— JOB —
Locate every line below that contains the word "green" and copy each of those lines out in full. Case counts when matching.

------

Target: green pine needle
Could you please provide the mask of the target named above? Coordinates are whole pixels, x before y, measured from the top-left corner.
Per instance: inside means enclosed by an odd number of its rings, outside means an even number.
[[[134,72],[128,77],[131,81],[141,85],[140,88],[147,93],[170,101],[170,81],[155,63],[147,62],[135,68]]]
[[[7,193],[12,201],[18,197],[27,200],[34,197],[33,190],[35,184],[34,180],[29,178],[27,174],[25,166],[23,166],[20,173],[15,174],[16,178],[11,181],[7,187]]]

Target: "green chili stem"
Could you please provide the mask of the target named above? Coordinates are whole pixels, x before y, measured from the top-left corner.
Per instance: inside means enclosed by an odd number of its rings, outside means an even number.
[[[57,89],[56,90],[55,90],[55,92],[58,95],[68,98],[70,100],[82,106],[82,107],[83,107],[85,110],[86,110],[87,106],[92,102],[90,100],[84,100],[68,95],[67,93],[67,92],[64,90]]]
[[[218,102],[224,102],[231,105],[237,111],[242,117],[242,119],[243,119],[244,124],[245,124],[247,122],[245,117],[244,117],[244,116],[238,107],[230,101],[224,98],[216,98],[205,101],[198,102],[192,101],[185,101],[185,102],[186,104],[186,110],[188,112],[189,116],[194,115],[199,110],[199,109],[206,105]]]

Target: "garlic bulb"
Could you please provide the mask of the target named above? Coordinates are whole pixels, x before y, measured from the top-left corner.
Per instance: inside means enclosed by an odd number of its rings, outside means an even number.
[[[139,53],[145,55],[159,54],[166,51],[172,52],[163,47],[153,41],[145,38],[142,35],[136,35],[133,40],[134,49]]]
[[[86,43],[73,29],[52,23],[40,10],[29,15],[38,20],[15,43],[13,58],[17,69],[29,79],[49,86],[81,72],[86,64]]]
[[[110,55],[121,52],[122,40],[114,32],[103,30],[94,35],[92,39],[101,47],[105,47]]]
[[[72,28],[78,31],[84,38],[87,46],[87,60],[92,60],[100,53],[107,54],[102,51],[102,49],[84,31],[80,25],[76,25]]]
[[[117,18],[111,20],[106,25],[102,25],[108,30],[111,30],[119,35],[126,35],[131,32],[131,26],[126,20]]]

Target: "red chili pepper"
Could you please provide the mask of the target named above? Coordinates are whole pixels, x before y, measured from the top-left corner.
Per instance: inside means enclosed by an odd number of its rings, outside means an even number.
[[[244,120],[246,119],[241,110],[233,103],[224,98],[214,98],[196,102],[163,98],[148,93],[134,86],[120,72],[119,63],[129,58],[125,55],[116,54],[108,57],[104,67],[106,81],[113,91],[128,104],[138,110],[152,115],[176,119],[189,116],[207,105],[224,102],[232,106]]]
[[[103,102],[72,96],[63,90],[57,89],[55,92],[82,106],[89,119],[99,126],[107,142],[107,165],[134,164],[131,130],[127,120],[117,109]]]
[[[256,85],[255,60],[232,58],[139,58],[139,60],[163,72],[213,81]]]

------

— WRITTEN SOLUTION —
Target: green pine needle
Target: "green chili stem"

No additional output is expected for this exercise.